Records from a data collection
** BEGIN **
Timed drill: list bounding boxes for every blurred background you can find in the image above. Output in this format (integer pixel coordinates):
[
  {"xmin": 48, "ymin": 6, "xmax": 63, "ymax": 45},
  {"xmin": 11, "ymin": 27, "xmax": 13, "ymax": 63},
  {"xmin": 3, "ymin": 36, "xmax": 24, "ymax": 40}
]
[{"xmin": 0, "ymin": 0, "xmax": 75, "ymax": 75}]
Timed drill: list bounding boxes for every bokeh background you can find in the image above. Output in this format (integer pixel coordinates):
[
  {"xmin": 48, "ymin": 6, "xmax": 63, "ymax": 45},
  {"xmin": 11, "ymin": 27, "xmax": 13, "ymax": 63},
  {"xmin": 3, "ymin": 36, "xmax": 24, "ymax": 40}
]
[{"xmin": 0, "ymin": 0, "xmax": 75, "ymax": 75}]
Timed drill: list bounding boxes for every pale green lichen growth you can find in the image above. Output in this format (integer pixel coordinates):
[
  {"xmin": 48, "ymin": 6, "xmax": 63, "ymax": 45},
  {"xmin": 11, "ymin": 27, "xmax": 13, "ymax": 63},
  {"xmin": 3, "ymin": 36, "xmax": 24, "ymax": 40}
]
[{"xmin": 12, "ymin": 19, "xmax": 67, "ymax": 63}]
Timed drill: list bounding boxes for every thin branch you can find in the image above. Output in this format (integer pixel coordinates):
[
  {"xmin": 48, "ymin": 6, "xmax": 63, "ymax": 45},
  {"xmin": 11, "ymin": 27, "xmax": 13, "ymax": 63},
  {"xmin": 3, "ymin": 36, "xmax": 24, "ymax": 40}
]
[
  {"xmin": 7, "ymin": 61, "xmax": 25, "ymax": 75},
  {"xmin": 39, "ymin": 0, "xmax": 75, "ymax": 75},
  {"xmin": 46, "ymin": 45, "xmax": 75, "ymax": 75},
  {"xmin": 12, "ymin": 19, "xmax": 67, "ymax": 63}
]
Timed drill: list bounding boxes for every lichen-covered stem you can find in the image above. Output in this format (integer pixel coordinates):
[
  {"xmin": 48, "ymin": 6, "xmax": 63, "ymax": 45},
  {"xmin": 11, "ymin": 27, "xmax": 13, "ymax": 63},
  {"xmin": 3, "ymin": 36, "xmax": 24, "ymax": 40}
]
** END **
** BEGIN **
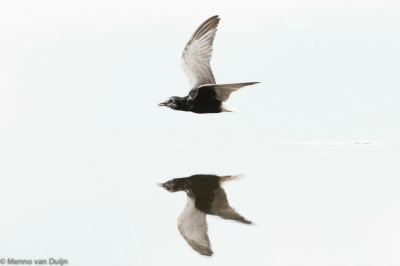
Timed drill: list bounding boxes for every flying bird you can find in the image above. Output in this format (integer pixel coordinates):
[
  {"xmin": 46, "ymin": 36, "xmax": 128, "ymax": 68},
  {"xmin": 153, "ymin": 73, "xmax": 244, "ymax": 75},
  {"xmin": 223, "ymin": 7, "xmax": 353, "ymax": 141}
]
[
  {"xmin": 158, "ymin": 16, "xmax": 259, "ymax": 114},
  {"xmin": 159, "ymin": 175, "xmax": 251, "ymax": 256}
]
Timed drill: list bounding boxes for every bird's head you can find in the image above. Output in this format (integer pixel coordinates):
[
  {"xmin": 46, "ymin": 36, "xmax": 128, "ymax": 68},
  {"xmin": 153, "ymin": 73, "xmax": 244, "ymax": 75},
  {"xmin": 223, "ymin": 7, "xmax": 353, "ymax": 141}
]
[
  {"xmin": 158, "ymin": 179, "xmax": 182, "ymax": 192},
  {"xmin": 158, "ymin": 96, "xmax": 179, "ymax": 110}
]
** END **
INSTRUCTIONS TO FOLLOW:
How many of the lines above contain the word "background", with case counting? Reply with the number only.

EXERCISE OUTPUT:
2